● **Problem to work on**
Turn the material below into a JSON list of strings, with one string for each line and no blank lines.
^^^^^^^^
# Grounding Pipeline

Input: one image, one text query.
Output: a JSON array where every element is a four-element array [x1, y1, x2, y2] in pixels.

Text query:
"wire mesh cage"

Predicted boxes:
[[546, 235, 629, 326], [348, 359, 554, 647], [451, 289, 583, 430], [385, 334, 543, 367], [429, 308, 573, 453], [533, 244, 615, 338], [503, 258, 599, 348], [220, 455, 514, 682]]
^^^^^^^^
● **The completed task**
[
  "# Grounding Pipeline",
  "Input: one image, one text query.",
  "Output: a JSON array where every element is a four-element array [x1, y1, x2, y2] in pixels.",
  "Text query:",
  "\"wire mesh cage\"",
  "Predicted boxes:",
  "[[546, 235, 629, 326], [348, 359, 554, 647], [451, 289, 583, 430], [385, 334, 543, 367], [429, 308, 573, 453], [533, 244, 615, 338], [503, 258, 599, 348], [220, 455, 514, 682]]"
]